Beginning with the line that contains "Target: window" and ending with the last line of the records, write out each line exactly and omit the pictures.
━━━━━ Records supplied ━━━━━
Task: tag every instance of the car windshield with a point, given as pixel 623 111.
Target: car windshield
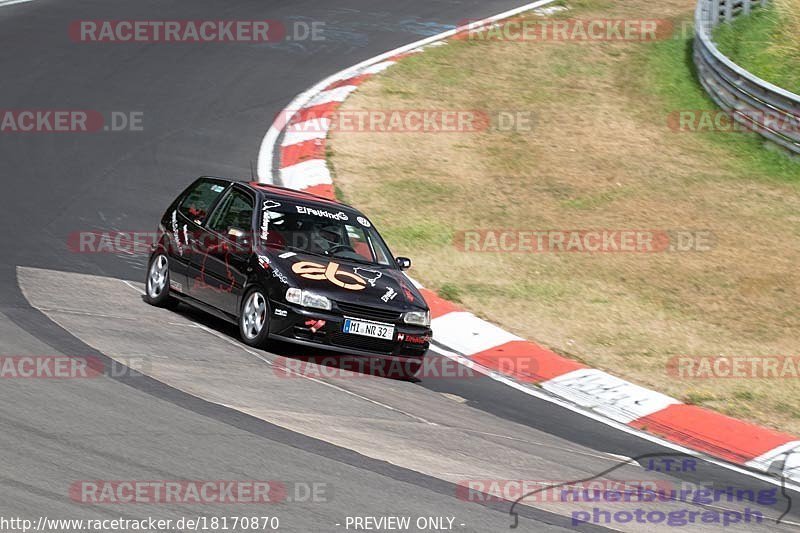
pixel 321 231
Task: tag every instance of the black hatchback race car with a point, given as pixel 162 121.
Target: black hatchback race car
pixel 287 265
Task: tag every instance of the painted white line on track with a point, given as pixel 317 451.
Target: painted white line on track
pixel 266 153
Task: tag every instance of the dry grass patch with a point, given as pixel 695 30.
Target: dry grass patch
pixel 600 156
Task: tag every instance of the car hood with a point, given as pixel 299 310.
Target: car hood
pixel 348 281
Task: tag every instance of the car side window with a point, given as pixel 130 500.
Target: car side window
pixel 200 199
pixel 234 211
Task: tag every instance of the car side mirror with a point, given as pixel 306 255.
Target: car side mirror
pixel 239 236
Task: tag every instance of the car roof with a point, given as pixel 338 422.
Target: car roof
pixel 275 191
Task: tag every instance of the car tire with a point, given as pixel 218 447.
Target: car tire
pixel 411 368
pixel 157 283
pixel 254 318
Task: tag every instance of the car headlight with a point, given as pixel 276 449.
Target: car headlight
pixel 307 299
pixel 418 318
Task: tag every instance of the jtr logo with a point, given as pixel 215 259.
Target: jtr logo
pixel 309 270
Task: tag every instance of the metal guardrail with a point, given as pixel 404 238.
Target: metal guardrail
pixel 754 103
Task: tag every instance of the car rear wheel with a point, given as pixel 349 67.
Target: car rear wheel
pixel 254 319
pixel 157 285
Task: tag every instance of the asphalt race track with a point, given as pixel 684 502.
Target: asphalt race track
pixel 203 406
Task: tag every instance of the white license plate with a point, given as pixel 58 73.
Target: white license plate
pixel 368 329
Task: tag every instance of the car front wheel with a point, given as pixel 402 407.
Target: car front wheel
pixel 157 285
pixel 254 318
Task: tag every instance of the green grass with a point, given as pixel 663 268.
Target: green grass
pixel 761 44
pixel 666 69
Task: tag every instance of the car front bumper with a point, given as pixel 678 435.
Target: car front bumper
pixel 324 329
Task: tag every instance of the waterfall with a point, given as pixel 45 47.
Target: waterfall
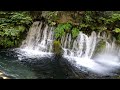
pixel 79 51
pixel 38 42
pixel 83 46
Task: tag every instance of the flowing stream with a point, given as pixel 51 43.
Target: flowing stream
pixel 34 58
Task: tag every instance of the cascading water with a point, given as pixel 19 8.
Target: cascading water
pixel 82 49
pixel 80 52
pixel 38 42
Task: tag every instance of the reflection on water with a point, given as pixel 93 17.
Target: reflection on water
pixel 41 68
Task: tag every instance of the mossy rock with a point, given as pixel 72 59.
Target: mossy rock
pixel 57 49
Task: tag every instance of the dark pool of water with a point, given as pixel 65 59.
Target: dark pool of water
pixel 53 67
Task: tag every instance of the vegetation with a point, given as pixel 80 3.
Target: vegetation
pixel 12 26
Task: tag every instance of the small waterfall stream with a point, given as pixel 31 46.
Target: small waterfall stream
pixel 80 51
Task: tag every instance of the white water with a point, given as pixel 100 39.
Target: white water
pixel 38 42
pixel 79 52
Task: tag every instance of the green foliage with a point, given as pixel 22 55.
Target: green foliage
pixel 117 30
pixel 12 25
pixel 75 32
pixel 61 29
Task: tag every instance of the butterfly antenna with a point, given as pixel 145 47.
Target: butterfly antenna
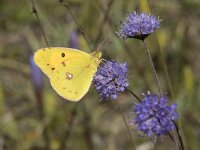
pixel 34 10
pixel 66 5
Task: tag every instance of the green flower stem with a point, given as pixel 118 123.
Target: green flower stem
pixel 126 124
pixel 153 68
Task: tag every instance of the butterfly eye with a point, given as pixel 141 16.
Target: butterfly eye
pixel 63 54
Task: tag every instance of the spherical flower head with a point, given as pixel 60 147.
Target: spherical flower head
pixel 111 79
pixel 154 116
pixel 138 26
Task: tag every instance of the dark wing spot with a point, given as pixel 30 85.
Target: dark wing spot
pixel 69 76
pixel 63 63
pixel 63 54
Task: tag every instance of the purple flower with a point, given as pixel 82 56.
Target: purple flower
pixel 73 40
pixel 138 26
pixel 154 116
pixel 111 79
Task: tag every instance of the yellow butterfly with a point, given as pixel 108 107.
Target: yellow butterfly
pixel 70 70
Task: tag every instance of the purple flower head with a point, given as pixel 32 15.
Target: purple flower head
pixel 111 79
pixel 154 116
pixel 138 26
pixel 73 40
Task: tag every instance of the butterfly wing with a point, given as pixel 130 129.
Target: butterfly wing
pixel 49 58
pixel 72 79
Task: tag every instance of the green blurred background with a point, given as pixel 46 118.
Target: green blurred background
pixel 35 117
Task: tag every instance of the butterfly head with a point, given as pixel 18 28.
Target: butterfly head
pixel 97 54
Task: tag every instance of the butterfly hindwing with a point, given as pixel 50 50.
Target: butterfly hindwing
pixel 72 79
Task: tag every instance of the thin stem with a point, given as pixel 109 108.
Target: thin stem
pixel 134 95
pixel 34 10
pixel 124 119
pixel 173 135
pixel 68 129
pixel 152 67
pixel 179 136
pixel 66 4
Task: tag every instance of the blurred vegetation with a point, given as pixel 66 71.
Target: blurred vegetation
pixel 37 118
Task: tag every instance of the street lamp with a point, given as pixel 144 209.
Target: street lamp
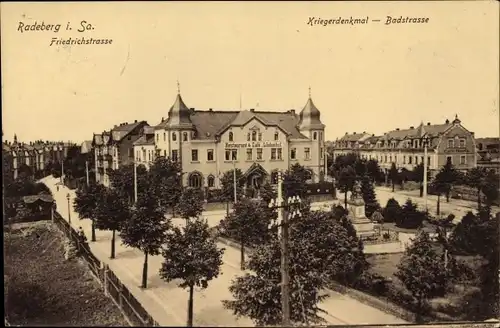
pixel 287 209
pixel 69 212
pixel 425 141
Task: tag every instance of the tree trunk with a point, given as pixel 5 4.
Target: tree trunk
pixel 113 245
pixel 190 307
pixel 145 271
pixel 93 231
pixel 438 208
pixel 242 255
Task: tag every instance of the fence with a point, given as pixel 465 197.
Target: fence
pixel 126 302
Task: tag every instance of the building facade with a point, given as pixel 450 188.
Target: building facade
pixel 210 142
pixel 37 156
pixel 488 153
pixel 405 148
pixel 115 148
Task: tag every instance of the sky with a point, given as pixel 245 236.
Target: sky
pixel 368 77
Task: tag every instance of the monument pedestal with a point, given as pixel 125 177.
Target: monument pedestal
pixel 356 208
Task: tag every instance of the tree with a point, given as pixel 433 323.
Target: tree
pixel 446 178
pixel 227 184
pixel 122 180
pixel 86 202
pixel 347 178
pixel 418 176
pixel 394 175
pixel 190 203
pixel 411 217
pixel 294 181
pixel 392 211
pixel 146 229
pixel 167 182
pixel 111 212
pixel 421 272
pixel 248 224
pixel 257 295
pixel 191 255
pixel 368 191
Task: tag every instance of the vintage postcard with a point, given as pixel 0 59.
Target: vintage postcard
pixel 203 163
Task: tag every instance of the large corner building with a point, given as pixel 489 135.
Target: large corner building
pixel 210 142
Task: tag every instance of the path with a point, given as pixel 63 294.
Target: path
pixel 167 303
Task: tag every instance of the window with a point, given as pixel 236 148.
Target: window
pixel 195 180
pixel 231 154
pixel 273 153
pixel 210 155
pixel 194 155
pixel 274 177
pixel 307 153
pixel 249 154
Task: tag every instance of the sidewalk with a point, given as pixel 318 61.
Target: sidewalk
pixel 167 303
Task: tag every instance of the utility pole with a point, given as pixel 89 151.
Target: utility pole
pixel 234 183
pixel 425 140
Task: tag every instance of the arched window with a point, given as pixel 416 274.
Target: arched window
pixel 211 181
pixel 309 174
pixel 274 177
pixel 195 180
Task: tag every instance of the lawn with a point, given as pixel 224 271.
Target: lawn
pixel 42 288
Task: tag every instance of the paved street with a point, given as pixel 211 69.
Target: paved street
pixel 167 303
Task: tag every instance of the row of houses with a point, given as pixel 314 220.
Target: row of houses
pixel 35 155
pixel 405 148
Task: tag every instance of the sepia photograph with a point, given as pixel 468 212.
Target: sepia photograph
pixel 251 164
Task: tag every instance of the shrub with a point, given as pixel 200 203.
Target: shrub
pixel 392 211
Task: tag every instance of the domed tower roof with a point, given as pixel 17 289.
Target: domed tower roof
pixel 179 115
pixel 310 117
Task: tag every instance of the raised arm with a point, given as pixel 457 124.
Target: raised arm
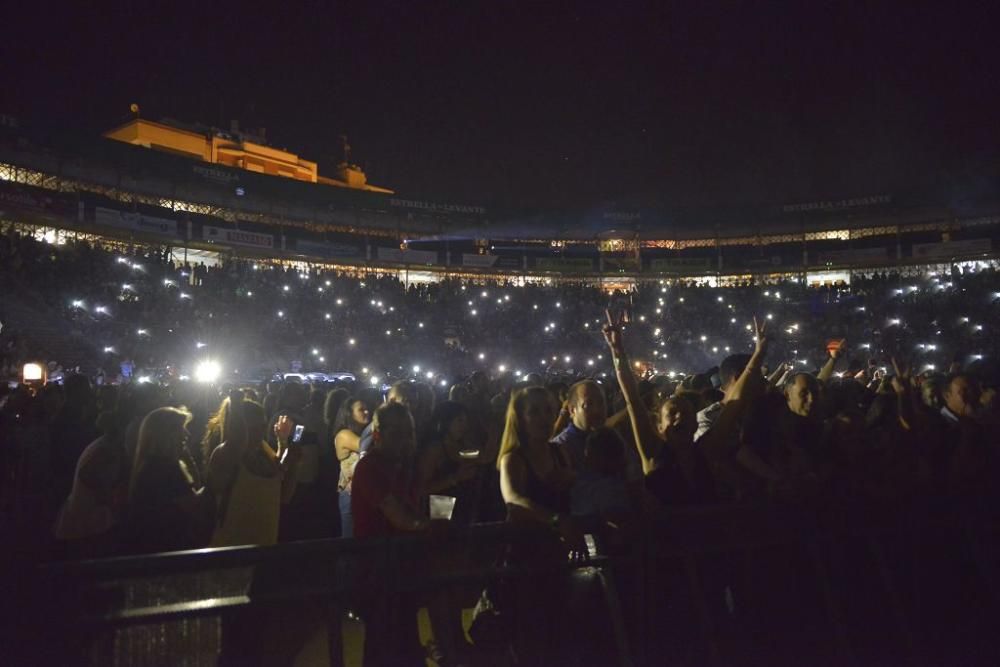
━━━━━
Completed exercise »
Target: window
pixel 195 180
pixel 231 154
pixel 273 153
pixel 210 155
pixel 194 155
pixel 274 177
pixel 307 153
pixel 249 154
Task: tag every instance of the sidewalk with a point, given as pixel 318 61.
Target: sidewalk
pixel 167 303
Task: tag every instance of the utility pole with a point, given as pixel 89 151.
Target: utility pole
pixel 234 183
pixel 425 140
Task: tag every instance of the arched window with a point, given as pixel 416 274.
Target: arched window
pixel 211 181
pixel 309 174
pixel 274 177
pixel 195 180
Task: tag every instance of the lawn with a point, given as pixel 224 271.
Target: lawn
pixel 42 288
Task: tag every instance of the paved street with a point, given as pixel 211 69.
Target: paved street
pixel 167 303
Task: tag every instance of the row of houses with a point, given as pixel 314 220.
Target: row of houses
pixel 35 155
pixel 405 148
Task: tag every instance of the sepia photograph with a point, given as pixel 468 212.
Target: sepia photograph
pixel 251 164
Task: tag every instance of the shrub with a point, given as pixel 200 203.
Target: shrub
pixel 392 211
Task: tag every instance of the domed tower roof with a point, given as pixel 17 289.
Target: domed tower roof
pixel 179 115
pixel 310 117
Task: tag every instance of the raised arm with a point, given as pixel 457 124.
Target: raised arm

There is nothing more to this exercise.